====== Extracted material ======

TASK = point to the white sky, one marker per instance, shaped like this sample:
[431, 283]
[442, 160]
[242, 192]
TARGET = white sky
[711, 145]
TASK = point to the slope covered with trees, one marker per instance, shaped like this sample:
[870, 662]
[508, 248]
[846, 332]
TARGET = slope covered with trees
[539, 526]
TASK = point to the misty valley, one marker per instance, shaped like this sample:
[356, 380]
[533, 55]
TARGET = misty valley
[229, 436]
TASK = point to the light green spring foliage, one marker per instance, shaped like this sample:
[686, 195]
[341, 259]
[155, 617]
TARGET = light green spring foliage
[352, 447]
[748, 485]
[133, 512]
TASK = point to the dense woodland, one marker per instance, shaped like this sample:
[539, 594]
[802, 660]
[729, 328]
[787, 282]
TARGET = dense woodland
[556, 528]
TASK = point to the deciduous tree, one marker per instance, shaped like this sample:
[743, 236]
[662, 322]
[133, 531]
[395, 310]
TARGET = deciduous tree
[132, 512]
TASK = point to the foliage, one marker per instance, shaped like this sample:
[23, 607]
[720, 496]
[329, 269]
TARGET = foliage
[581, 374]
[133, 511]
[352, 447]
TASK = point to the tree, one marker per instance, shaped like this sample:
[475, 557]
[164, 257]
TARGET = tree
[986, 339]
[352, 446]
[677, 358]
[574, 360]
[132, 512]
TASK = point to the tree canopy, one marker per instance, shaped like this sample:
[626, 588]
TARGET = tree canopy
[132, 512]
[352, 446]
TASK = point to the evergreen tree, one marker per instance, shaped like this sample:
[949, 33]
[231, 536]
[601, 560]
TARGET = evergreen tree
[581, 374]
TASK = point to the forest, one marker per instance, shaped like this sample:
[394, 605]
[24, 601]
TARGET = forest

======

■ Your task
Please render every line of the listing above as a Markdown table with two columns: Row for the line's number and Line for its text. Leave out blank lines.

■ Answer to this task
| Row | Line |
|---|---|
| 1 | TASK = point to the white sky, one marker per instance, shaped like this sample: |
| 2 | [431, 283] |
| 3 | [442, 160] |
| 4 | [242, 192] |
| 5 | TARGET = white sky |
| 6 | [711, 145] |
| 7 | TASK = point to the slope covered with trees, one marker per instance, shaped like this sample: |
| 8 | [870, 662] |
| 9 | [508, 248] |
| 10 | [846, 332] |
| 11 | TARGET = slope covered with trees |
| 12 | [539, 526] |
| 13 | TASK = point to the misty valley, one marker per instance, shaped like this sample: |
| 14 | [356, 380] |
| 15 | [533, 55] |
| 16 | TARGET = misty valley |
| 17 | [229, 436] |
| 18 | TASK = point to the light green spring foliage, one marker per instance, shaped like this sample: |
| 19 | [686, 195] |
| 20 | [341, 259] |
| 21 | [155, 617] |
| 22 | TARGET = light green spring foliage |
| 23 | [352, 447] |
| 24 | [748, 485] |
| 25 | [133, 512] |
| 26 | TASK = point to the dense woodland, one marker per instance, shaped like this sample: |
| 27 | [539, 594] |
| 28 | [802, 660] |
| 29 | [729, 328] |
| 30 | [787, 282] |
| 31 | TARGET = dense woodland |
| 32 | [556, 528] |
| 33 | TASK = point to the deciduous tree, one marker per instance, shaped like this sample: |
| 34 | [743, 236] |
| 35 | [662, 322] |
| 36 | [133, 531] |
| 37 | [395, 310] |
| 38 | TARGET = deciduous tree |
| 39 | [132, 512] |
| 40 | TASK = point to the foliage, one marker per instance, shaped like this sample: |
| 41 | [23, 607] |
| 42 | [720, 496] |
| 43 | [329, 269] |
| 44 | TARGET = foliage |
| 45 | [581, 374] |
| 46 | [133, 511] |
| 47 | [352, 447] |
| 48 | TASK = point to the tree, one marker per instance, shaped like this sample: |
| 49 | [475, 557] |
| 50 | [164, 257] |
| 51 | TARGET = tree |
| 52 | [986, 339] |
| 53 | [352, 446] |
| 54 | [677, 358] |
| 55 | [574, 360] |
| 56 | [132, 512] |
| 57 | TASK = point to the tree canopy, one marker per instance, shaped like this sample: |
| 58 | [626, 588] |
| 59 | TARGET = tree canopy |
| 60 | [132, 512] |
| 61 | [352, 446] |
| 62 | TASK = point to the evergreen tree, one marker per instance, shaped like this sample: |
| 63 | [949, 33] |
| 64 | [231, 536] |
| 65 | [601, 560] |
| 66 | TARGET = evergreen tree |
| 67 | [581, 374] |
| 68 | TASK = point to the forest, one marker per instance, shaped like this sample: |
| 69 | [394, 605] |
| 70 | [24, 601] |
| 71 | TARGET = forest |